MATERIAL SHOWN:

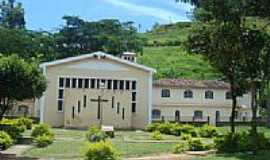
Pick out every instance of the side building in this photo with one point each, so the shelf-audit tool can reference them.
(196, 100)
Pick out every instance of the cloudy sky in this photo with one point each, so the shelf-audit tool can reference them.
(47, 14)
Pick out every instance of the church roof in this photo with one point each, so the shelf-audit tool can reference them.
(98, 55)
(188, 83)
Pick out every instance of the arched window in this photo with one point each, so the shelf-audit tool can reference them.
(228, 95)
(177, 116)
(156, 114)
(165, 93)
(188, 94)
(198, 115)
(209, 95)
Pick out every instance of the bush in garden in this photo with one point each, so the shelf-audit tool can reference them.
(27, 122)
(101, 151)
(12, 127)
(232, 142)
(43, 140)
(5, 140)
(196, 145)
(208, 131)
(94, 134)
(186, 137)
(180, 148)
(157, 136)
(42, 129)
(152, 127)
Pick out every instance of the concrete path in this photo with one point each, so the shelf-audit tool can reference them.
(164, 157)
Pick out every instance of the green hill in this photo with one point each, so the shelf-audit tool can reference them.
(163, 52)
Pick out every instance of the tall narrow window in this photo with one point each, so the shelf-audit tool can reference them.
(93, 81)
(109, 84)
(133, 107)
(134, 85)
(123, 113)
(113, 99)
(61, 82)
(73, 112)
(67, 82)
(60, 105)
(79, 106)
(74, 82)
(86, 83)
(118, 108)
(188, 94)
(80, 83)
(98, 83)
(115, 84)
(134, 96)
(84, 101)
(165, 93)
(60, 93)
(121, 87)
(127, 85)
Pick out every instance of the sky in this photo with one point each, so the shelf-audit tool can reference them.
(47, 14)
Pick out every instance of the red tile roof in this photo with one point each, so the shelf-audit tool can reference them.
(188, 83)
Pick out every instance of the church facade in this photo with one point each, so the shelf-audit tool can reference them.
(101, 89)
(96, 89)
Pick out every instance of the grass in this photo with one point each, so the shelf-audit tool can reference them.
(71, 144)
(174, 62)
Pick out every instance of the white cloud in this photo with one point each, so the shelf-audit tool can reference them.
(160, 13)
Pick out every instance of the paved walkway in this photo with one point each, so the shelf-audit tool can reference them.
(164, 157)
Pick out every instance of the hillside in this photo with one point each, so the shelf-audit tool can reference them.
(163, 52)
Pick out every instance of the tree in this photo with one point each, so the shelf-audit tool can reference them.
(11, 14)
(19, 80)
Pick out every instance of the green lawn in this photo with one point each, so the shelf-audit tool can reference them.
(71, 144)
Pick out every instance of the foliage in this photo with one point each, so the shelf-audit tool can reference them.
(11, 14)
(208, 131)
(186, 137)
(156, 135)
(42, 129)
(19, 81)
(101, 150)
(197, 145)
(180, 148)
(5, 140)
(232, 142)
(12, 127)
(94, 134)
(43, 140)
(27, 122)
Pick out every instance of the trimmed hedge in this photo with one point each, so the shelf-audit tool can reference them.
(5, 140)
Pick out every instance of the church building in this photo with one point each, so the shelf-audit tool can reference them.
(97, 89)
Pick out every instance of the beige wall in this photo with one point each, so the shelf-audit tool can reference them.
(168, 106)
(106, 69)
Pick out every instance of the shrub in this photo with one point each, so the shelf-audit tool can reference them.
(152, 127)
(180, 148)
(101, 151)
(43, 140)
(186, 137)
(42, 129)
(196, 145)
(94, 134)
(208, 131)
(232, 142)
(12, 127)
(27, 122)
(5, 140)
(157, 135)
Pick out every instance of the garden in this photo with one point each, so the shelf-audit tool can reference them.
(156, 139)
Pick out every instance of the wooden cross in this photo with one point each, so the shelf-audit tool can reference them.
(100, 110)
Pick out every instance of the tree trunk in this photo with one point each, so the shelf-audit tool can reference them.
(234, 103)
(254, 107)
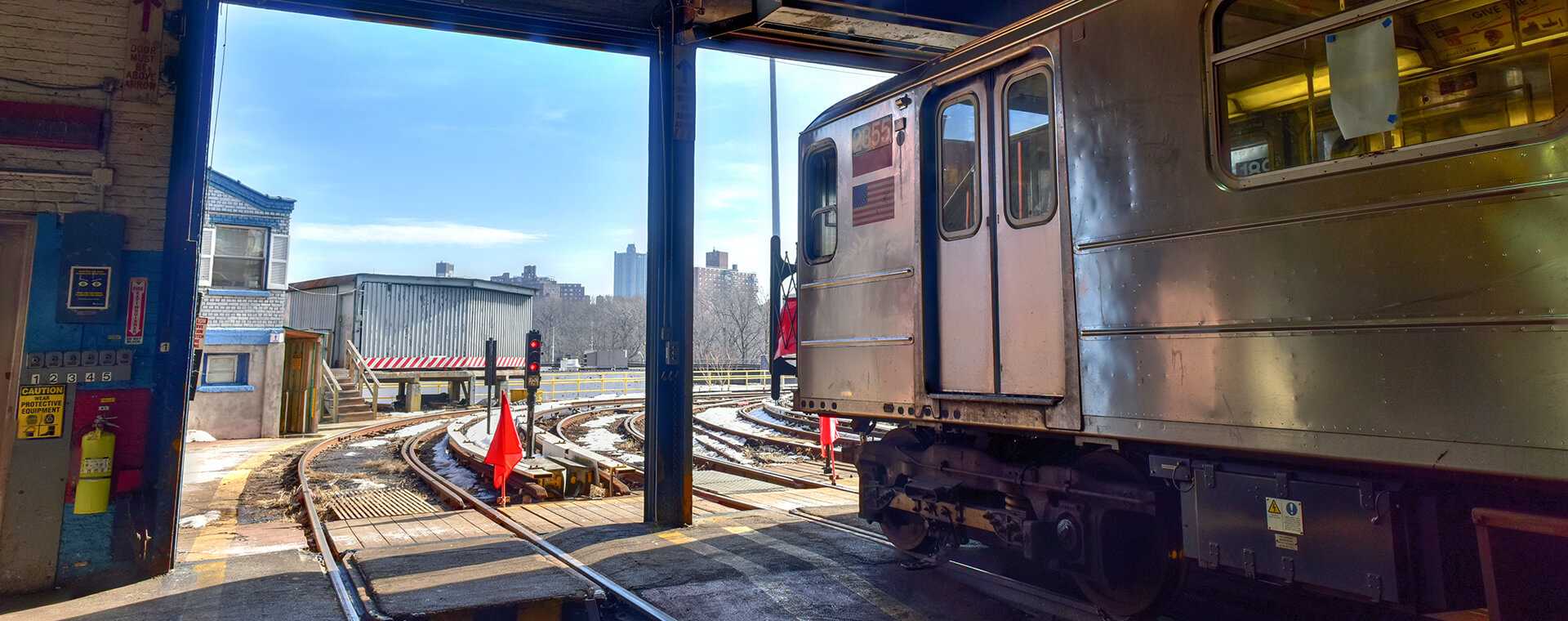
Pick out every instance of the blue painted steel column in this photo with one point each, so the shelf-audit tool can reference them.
(671, 127)
(157, 501)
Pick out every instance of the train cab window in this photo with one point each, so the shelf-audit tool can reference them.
(821, 203)
(1031, 151)
(1446, 69)
(959, 160)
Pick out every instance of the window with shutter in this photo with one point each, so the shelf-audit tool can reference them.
(278, 262)
(209, 242)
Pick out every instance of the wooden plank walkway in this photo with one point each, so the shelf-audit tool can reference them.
(792, 499)
(364, 534)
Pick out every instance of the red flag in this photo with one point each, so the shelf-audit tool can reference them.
(828, 433)
(786, 344)
(506, 450)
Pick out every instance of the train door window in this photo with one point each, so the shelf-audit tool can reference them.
(1460, 68)
(821, 203)
(1031, 151)
(238, 257)
(959, 160)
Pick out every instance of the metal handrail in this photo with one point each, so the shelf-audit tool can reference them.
(363, 377)
(332, 388)
(574, 385)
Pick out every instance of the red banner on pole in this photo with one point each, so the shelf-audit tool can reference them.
(506, 452)
(786, 346)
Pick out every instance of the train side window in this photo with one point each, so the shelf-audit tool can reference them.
(959, 160)
(1031, 151)
(821, 203)
(1460, 68)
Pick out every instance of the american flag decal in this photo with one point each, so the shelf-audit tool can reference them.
(872, 203)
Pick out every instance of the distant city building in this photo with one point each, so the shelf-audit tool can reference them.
(709, 279)
(546, 286)
(630, 273)
(574, 292)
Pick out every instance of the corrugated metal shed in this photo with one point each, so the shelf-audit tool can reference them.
(416, 315)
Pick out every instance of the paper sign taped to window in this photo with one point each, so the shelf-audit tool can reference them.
(1363, 76)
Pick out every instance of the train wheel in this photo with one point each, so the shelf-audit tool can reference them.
(908, 532)
(1134, 549)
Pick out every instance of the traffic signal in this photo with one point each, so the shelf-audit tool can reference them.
(535, 353)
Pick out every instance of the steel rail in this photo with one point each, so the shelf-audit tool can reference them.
(470, 501)
(347, 596)
(746, 471)
(1054, 602)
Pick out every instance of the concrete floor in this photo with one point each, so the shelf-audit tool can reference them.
(739, 566)
(767, 565)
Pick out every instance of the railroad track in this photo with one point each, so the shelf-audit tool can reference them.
(565, 416)
(1019, 592)
(453, 496)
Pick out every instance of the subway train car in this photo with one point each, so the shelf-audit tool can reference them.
(1272, 289)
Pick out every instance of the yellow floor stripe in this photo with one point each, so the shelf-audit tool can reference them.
(212, 542)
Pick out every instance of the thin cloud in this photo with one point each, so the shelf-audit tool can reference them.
(414, 233)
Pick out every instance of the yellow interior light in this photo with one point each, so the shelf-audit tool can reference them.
(1293, 90)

AIM OF THE EXERCISE: Your answer must be an exact copy of every entry, with the pictures left out.

TASK SOLUTION:
Pick out every instance of the side building in this photo with one point each, so the shelf-audit tool can reference them.
(196, 100)
Pick out every instance of the cloudy sky in this photo with one point each, so the shelf-audit tool can reference them.
(47, 14)
Pick out every instance of the church roof in this photo with one point each, so the shelf-audit tool can reference them.
(98, 55)
(188, 83)
Pick out every instance of the arched window in this photo with one point each, so the shelf-audit tool can reference them.
(228, 95)
(177, 116)
(156, 114)
(165, 93)
(188, 94)
(198, 115)
(209, 95)
Pick out every instance of the bush in garden in this photo with one point each, so the shelf-audit tool can reference them.
(27, 122)
(101, 151)
(12, 127)
(232, 142)
(43, 140)
(5, 140)
(196, 145)
(208, 131)
(94, 134)
(186, 137)
(180, 148)
(157, 136)
(42, 129)
(152, 127)
Pick out every instance of the concrete path in this photo with one point each, so the shelf-audit tool can reference them.
(164, 157)
Pick out every instance of the green hill in this photo with one point each, so the shelf-audit tool can reference them.
(163, 52)
Pick out every instance of the tall narrow window in this photo with one point each, so the shelf-audit tool can reference them.
(93, 81)
(109, 84)
(133, 107)
(134, 85)
(123, 113)
(113, 99)
(61, 82)
(73, 112)
(67, 82)
(60, 105)
(79, 106)
(74, 82)
(86, 83)
(118, 108)
(188, 94)
(80, 83)
(98, 83)
(115, 84)
(134, 96)
(84, 101)
(165, 93)
(60, 93)
(121, 87)
(127, 85)
Pick out every instance of the sky in this photo with one point each, so the shelf-audit tool can reference them.
(47, 14)
Pick out every instance of the red tile roof in this photo with one point each, so the shelf-audit tool can reference them.
(188, 83)
Pick out every instance of the church facade in this photo with one point each, so the shelf-audit tool can reference them.
(101, 89)
(96, 89)
Pick out every instance of the grass in this photo with one point each, so the shelf-audit tool can reference them.
(71, 144)
(174, 62)
Pick out every instance of the white cloud in this photo with one point each, so the shelf-audit tool can reference them.
(160, 13)
Pick out every instance of the paved walkway in this photo with one point each, so the shelf-audit tool can reference them.
(164, 157)
Pick out every instance of the hillside in this photo with one point each, so the shelf-audit tool can reference them.
(163, 52)
Pick out every instance of the tree in this photo with one point each, so the shelf-audit tool can reference them.
(11, 14)
(19, 80)
Pick out every instance of the green lawn in this photo with one point each, so the shelf-audit tool can reference them.
(71, 144)
Pick out every instance of the foliage in this photo with one point each, so the shelf-audit tool can reference them.
(11, 14)
(208, 131)
(186, 137)
(156, 135)
(42, 129)
(19, 81)
(101, 150)
(197, 145)
(180, 148)
(5, 140)
(232, 142)
(12, 127)
(94, 134)
(43, 140)
(27, 122)
Pick out every instance of the trimmed hedge in this photo with one point each, so the shelf-audit tool can reference them.
(5, 140)
Pick out every instance of the church building in this photo with one point each, so the shelf-audit tool can reference them.
(97, 89)
Pick out every instance of the beige wall in this photo with one point each, so the shelf-audit tool can reference them.
(168, 106)
(106, 69)
Pick out every instance of the shrub in this photo with one point each, so the shelf-audit tool can reference them.
(152, 127)
(180, 148)
(101, 151)
(43, 140)
(186, 137)
(42, 129)
(196, 145)
(94, 134)
(208, 131)
(232, 142)
(12, 127)
(27, 122)
(5, 140)
(157, 135)
Pick out every instance of the garden in this photo with one point each, so the shelf-audit tool can reference them.
(156, 139)
Pick out every instance of the wooden cross in this photo with one point each, so the shelf-audit tool can reference them.
(100, 110)
Pick out every instance of the tree trunk in this photo with one point each, so the shelf-audit tool can reference them.
(234, 103)
(254, 107)
Pick out every instance of the blue painted steel column in this photo with one point each, so the shelf-audit tool can reference them.
(671, 127)
(157, 501)
Pick out every instance of the train cab window in this photo with one point each, so the shelf-audit tool can reference them.
(821, 203)
(1031, 151)
(1446, 69)
(959, 160)
Pick out every instance of the window with shutter in this photo with one point each, so the shelf-audit tool can reference them.
(278, 262)
(209, 242)
Pick out every instance of the wooden plank walkway in this photo with one point each, so the shelf-audit tool can reference them.
(792, 499)
(364, 534)
Pick out every instance of the red flag in this photo with one point each, so the shelf-audit tool can reference them.
(828, 433)
(786, 344)
(506, 450)
Pick out every instance of the train door window in this photo with one point each, so the shelf-audit tool can reference them.
(1460, 68)
(821, 203)
(1031, 151)
(238, 257)
(959, 160)
Pick out every instance of the metal handrail in this photo with one point each, so the shelf-audit tool can reference them.
(363, 377)
(332, 388)
(574, 385)
Pick out every instance of the red banner on pole in this photo with one point each, so the shelf-audit tool can reference them.
(506, 452)
(786, 346)
Pick out every instance of the train side window in this photo with one point each, so the shelf-audit tool can reference them.
(959, 160)
(1031, 151)
(821, 203)
(1460, 68)
Pick out every instance of the american flag decal in this photo with one point each, so the shelf-audit tool can reference them.
(872, 203)
Pick out every instance of the distant city building in this photo with one point each, so the shelf-audit tool can reference them.
(709, 279)
(546, 286)
(630, 273)
(574, 292)
Pick out every instance of the corrugated metal shed in this photo with one point each, so the shelf-audit tool can reference them.
(416, 315)
Pick out every instance of the paper sign taped to window in this photo with one point each, so the shelf-audit tool can reference them.
(1363, 76)
Pick out every instance of the train wheel in this photo with one point each, so the shelf-audit tool can reference them.
(908, 532)
(1134, 549)
Pick out every instance of the traffic signal in this photo with one point each, so the shelf-audit tool can reference them.
(535, 353)
Pick out every instance of the steel rail in this photo with one point each, so the shelf-audit tool can reference them.
(470, 501)
(347, 596)
(746, 471)
(1054, 602)
Pick out every instance of the concrete floor in this photo with one point each, so the shelf-audit tool can reference them.
(739, 566)
(767, 565)
Pick out every instance of the railroad track in this photo with one point each, so the shelf-audit tool can reference them.
(565, 416)
(1019, 592)
(453, 496)
Pick out every instance of the subway train car in this photo with one point each, so the shelf-audit tool can reference them.
(1272, 289)
Pick out every instance of the yellow floor stripe in this photo with one point each, so the shelf-audit tool can reference them.
(212, 542)
Pick out every instance of the thin cloud in this photo with one point each, so the shelf-audit tool can reference them.
(414, 233)
Pick out every instance of the yellow interior light in this photo with one point each, so the shelf-audit tool can reference them.
(1293, 90)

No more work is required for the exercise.